Dê sequência ao artigo sobre inteligência artificial nos Tribunais de Contas, reproduzido a seguir, começando logo após a última frase apresentada.

Trecho para leitura:
--------

Valdecir Pascoal
Os avanços tecnológicos e, em particular, a nova onda da Inteligência Artificial Generativa vêm sendo pauta de discussões no mundo todo. Nesse contexto, os Tribunais de Contas não podem se furtar de aprofundar o conhecimento sobre o tema e de extrair, com a devida segurança e responsabilidade, o máximo proveito deste poderoso – para não dizer, revolucionário – instrumento.
Nesta semana que passou, o Recife foi sede do 1° Encontro Nacional de Inteligência Artificial dos Tribunais de Contas, organizado pelo TCE-PE, a Atricon e o IRB, apoiado por entidades do sistema de controle externo brasileiro. O evento contou com a participação da academia, da sociedade civil, de representantes do Judiciário e de empresas do setor de tecnologia. O ponto alto, no entanto, foi a apresentação das inúmeras boas práticas de IA no âmbito dos Tribunais de Contas, a exemplo da Aurora, solução desenvolvida pelo TCE-PE (já objeto de artigo meu neste JC: “Auroras”), que tem o potencial de aprimorar a gestão e a forma como conduzimos as auditorias e os julgamentos das contas públicas.
Na abertura do Encontro fiz uma breve reflexão sobre as oportunidades que o uso da IA pode causar nos Tribunais de Contas. Abordei igualmente os cuidados e os riscos próprios dos avanços tecnológicos e a necessidade de uma regulamentação sobre o tema. A seguir, uma síntese da minha fala.
Um dos marcos do início da jornada da IA foi o artigo “Computadores e inteligência” do matemático Alan Turing, escrito ainda em 1950. Ele questionava: “As máquinas podem pensar?” e propôs o famoso “Teste de Turing” para determinar se uma máquina pode exibir comportamento inteligente indistinguível do humano.
Nas décadas seguintes, a IA evoluiu significativamente. Nos anos 1960 e 1970, vimos o desenvolvimento dos primeiros sistemas especialistas, projetados para imitar a tomada de decisões humanas em áreas específicas, como diagnóstico médico e jogos de xadrez. Nos anos 1980, as redes neurais ganharam destaque, inspiradas na estrutura do cérebro humano.
No início do século XXI, o aprendizado profundo (deep learning) e o processamento de grandes quantidades de dados expandiram a IA para diversos campos. Hoje, ela está presente na saúde, auxiliando no diagnóstico precoce de doenças e na personalização de tratamentos; na educação, proporcionando aprendizado personalizado e tutoria inteligente; no setor ambiental, monitorando e prevendo desastres naturais e promovendo práticas sustentáveis; e na administração pública, apoiando a tomada de decisões.

--------

Itens fornecidos:
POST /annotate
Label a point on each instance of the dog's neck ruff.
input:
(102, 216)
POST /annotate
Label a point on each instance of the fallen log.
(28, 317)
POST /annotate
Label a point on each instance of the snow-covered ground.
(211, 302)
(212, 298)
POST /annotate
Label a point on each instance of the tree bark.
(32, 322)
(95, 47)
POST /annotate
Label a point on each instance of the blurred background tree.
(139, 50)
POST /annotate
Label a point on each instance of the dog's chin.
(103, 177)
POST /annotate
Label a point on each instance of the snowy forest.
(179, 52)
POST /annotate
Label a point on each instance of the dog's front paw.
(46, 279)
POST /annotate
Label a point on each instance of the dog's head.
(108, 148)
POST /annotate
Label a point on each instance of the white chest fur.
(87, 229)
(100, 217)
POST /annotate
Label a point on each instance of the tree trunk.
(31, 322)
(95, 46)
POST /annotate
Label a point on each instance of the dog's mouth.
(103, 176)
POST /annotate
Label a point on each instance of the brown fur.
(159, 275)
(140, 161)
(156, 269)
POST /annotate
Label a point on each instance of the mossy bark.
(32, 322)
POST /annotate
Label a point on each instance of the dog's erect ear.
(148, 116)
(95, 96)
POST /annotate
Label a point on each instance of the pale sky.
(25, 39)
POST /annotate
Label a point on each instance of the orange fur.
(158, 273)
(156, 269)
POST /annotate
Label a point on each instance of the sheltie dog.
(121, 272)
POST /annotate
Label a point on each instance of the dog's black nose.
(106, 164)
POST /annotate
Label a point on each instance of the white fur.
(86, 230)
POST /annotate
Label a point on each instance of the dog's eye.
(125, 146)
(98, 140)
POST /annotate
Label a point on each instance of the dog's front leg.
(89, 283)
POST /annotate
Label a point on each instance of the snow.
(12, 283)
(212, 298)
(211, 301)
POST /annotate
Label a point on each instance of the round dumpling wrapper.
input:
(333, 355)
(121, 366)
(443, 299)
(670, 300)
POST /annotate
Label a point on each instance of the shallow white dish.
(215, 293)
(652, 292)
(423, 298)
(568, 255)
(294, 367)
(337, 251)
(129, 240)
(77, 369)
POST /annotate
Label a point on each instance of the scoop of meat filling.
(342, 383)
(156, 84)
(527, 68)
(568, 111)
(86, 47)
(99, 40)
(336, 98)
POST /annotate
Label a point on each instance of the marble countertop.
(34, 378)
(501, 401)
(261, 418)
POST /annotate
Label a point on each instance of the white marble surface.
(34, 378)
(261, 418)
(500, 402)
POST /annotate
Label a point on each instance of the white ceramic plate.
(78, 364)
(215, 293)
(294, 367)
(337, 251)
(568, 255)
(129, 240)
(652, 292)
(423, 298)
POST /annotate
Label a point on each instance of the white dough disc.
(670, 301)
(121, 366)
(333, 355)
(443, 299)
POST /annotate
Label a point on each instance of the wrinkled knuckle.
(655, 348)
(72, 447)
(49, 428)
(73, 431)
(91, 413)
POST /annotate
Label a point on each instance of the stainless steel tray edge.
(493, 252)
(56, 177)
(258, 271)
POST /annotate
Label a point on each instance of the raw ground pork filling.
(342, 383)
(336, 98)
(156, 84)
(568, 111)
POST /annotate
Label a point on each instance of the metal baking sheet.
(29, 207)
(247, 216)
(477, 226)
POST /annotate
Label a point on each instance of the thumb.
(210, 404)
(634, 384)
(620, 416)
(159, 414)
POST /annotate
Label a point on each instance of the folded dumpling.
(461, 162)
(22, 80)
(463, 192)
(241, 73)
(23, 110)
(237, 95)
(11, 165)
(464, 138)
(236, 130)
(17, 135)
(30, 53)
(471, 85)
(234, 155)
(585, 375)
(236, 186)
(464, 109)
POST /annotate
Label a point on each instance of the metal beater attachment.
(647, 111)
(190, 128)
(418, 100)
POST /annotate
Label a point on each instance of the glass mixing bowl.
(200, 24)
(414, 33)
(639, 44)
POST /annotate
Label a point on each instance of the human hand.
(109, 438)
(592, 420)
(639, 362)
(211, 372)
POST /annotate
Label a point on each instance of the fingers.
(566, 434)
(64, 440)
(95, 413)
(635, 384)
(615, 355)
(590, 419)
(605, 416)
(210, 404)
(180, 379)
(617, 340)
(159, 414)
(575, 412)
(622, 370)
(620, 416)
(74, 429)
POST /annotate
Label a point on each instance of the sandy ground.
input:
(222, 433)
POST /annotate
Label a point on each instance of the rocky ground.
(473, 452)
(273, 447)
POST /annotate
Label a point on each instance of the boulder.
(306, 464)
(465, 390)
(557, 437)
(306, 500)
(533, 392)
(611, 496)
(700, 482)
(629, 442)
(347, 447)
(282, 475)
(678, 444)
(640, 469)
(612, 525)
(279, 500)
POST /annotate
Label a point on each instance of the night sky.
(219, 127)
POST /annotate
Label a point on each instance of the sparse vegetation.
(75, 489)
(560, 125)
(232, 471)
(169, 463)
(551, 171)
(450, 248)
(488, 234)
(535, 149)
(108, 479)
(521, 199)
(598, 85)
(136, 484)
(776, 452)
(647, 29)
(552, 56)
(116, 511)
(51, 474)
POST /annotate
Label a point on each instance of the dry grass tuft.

--------

Resposta escrita:
Nos Tribunais de Contas, a IA pode desempenhar um papel fundamental. Ela já tem sido utilizada na análise de grandes volumes de dados financeiros e operacionais. Os sistemas de IA podem cruzar dados de diferentes fontes para identificar inconsistências e padrões com indícios de irregularidades em contratos públicos ou gastos incompatíveis com a lei. Isso permite que os Tribunais atuem de forma preventiva, determinando aos gestores a correção tempestiva de práticas inadequadas antes que estas causem prejuízos.
A elaboração automatizada de relatórios e decisões é outra vantagem. Ferramentas de processamento de linguagem natural (NLP) podem resumir e analisar documentos extensos, gerando relatórios precisos. Isso acelera o processo de auditoria e garante que todas as informações relevantes sejam consideradas no julgamento. Lembrando: todas essas ações tecnológicas precisam ser revisadas por humanos. Na comunicação social, a IA pode analisar dados de mídias sociais e outras fontes para medir a percepção da sociedade em relação aos Tribunais de Contas, além de poder ser uma aliada da implantação da Linguagem Simples.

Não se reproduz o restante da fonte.